A run of records:
+---+
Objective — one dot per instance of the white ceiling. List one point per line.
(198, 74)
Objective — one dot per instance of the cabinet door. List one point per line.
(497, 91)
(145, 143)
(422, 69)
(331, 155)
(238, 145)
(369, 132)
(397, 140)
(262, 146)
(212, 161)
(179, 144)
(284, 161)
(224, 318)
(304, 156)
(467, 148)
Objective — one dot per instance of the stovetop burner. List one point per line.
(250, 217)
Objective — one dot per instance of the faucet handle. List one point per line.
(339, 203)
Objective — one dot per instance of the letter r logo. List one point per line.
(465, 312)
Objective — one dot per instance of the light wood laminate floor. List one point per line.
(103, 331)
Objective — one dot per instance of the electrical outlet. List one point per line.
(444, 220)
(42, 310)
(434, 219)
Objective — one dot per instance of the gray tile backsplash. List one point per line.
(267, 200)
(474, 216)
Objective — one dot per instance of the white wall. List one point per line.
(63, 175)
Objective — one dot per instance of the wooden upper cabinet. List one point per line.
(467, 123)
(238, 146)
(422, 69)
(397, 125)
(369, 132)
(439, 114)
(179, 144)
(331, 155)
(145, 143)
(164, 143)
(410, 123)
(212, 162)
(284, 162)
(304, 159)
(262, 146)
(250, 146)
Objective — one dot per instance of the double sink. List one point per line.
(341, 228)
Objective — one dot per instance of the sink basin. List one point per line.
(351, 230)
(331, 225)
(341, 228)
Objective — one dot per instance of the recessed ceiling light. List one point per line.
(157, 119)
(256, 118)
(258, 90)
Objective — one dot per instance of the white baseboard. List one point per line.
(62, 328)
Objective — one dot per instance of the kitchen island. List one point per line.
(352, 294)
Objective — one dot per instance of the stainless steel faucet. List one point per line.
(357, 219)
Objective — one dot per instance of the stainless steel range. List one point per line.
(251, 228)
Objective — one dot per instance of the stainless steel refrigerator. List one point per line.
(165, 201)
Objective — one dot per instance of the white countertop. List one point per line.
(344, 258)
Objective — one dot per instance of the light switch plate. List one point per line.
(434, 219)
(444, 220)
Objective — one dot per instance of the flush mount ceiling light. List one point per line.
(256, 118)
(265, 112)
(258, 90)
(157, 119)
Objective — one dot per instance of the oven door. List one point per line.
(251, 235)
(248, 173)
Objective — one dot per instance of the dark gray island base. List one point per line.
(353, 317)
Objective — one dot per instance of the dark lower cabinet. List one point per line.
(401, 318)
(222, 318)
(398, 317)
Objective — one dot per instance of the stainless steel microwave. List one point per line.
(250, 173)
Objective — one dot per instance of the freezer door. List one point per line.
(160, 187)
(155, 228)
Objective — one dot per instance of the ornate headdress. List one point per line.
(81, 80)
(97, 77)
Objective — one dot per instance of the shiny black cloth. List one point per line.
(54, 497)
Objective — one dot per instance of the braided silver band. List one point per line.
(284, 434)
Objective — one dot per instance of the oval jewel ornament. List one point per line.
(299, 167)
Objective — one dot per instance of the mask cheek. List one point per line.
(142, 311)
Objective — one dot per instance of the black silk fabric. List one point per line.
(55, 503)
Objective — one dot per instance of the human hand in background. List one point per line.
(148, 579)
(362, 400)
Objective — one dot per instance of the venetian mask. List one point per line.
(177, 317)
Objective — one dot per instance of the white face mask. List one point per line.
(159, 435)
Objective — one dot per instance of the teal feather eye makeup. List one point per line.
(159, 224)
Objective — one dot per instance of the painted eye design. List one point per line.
+---+
**WRITTEN INSTRUCTION**
Rewrite all of the records above, putting "a single dot for each instance" wherever "one dot per instance" occurs and leaving everything else unchanged.

**FINAL RESULT**
Objective — a single dot for each instance of the white ceiling. List one point per line.
(198, 74)
Objective — a single dot for each instance of the cabinet door. List one point per line.
(497, 91)
(145, 143)
(422, 69)
(331, 155)
(238, 145)
(369, 132)
(397, 140)
(262, 146)
(212, 161)
(179, 144)
(284, 161)
(224, 318)
(304, 156)
(467, 148)
Objective — a single dot for each instance of the stovetop burner. List one point per line.
(250, 217)
Objective — a single dot for each instance of the faucet handle. List one point per line.
(339, 203)
Objective — a single dot for each instance of the letter r logo. List one point per line.
(465, 312)
Objective — a single dot for each instance of the light wood laminate floor. List one point per line.
(103, 331)
Objective — a single dot for each instance of the electrical outlet. List one point per line.
(444, 220)
(42, 310)
(434, 219)
Objective — a single dot for each instance of the gray tile backsplash. List one point per line.
(267, 200)
(474, 216)
Objective — a single dot for each instance of the white wall. List one point per line.
(63, 175)
Objective — a single dot for each instance of the wooden upper cabinet. List one point per line.
(467, 123)
(238, 146)
(422, 69)
(397, 125)
(369, 132)
(439, 114)
(179, 144)
(331, 155)
(145, 143)
(164, 143)
(410, 123)
(212, 162)
(284, 162)
(304, 159)
(262, 146)
(250, 146)
Objective — a single dot for each instance of the double sink. List one point per line.
(341, 228)
Objective — a single dot for each instance of the sink basin. List one point per line.
(351, 230)
(331, 225)
(341, 228)
Objective — a single dot for each instance of the recessed ceiling light. List one point per line.
(157, 119)
(256, 118)
(258, 90)
Objective — a single dot for each instance of the white baseboard. List one point per line.
(62, 328)
Objective — a single dot for each instance of the kitchen island. List one point per line.
(352, 294)
Objective — a single dot for each instance of the stainless steel faucet. List one point per line.
(357, 219)
Objective — a single dot for each instance of the stainless steel range. List one point per line.
(251, 228)
Objective — a single dot for each instance of the stainless steel refrigerator. List one point per line.
(165, 201)
Objective — a single dot for each instance of the white countertop. List one point per line.
(344, 258)
Objective — a single dot for each instance of the light switch plate. List one point per line.
(434, 219)
(444, 220)
Objective — a single dot for each instance of the flush mount ceiling light. List one point per line.
(256, 118)
(265, 112)
(258, 90)
(157, 119)
Objective — a single dot for each instance of the oven door. List one point per line.
(251, 235)
(248, 173)
Objective — a single dot for each instance of the dark gray island base. List one point per line.
(353, 317)
Objective — a single dot for each instance of the dark lower cabinet. List one point per line.
(401, 318)
(222, 318)
(398, 317)
Objective — a single dot for each instance of the stainless steel microwave. List one point per line.
(250, 173)
Objective — a single dot for each instance of the freezer door. List one point per line.
(160, 187)
(155, 228)
Objective — a single dot for each instance of the ornate headdress. List one point per line.
(81, 80)
(97, 77)
Objective — a single dot for each instance of the shiny black cloth. List one point per line.
(54, 497)
Objective — a single dot for each instance of the braided silver band. List one point per line.
(284, 434)
Objective — a single dot for each instance of the oval jewel ornament. List one point per line.
(299, 167)
Objective — a single dot for each instance of the mask cheek. List one point per line.
(142, 311)
Objective — a single dot for each instance of the black silk fabric. List one point per line.
(55, 503)
Objective — a single dot for each instance of the human hand in background. List one point per line.
(148, 579)
(362, 400)
Objective — a single dot for each instance of the venetian mask. List one point per line.
(177, 317)
Objective — a single dot for each instance of the white face mask. List one point per line.
(159, 435)
Objective — a single dot for each instance of the teal feather eye makeup. List one point per line.
(159, 224)
Objective — a single dot for each instance of the painted eye design. List one point per line.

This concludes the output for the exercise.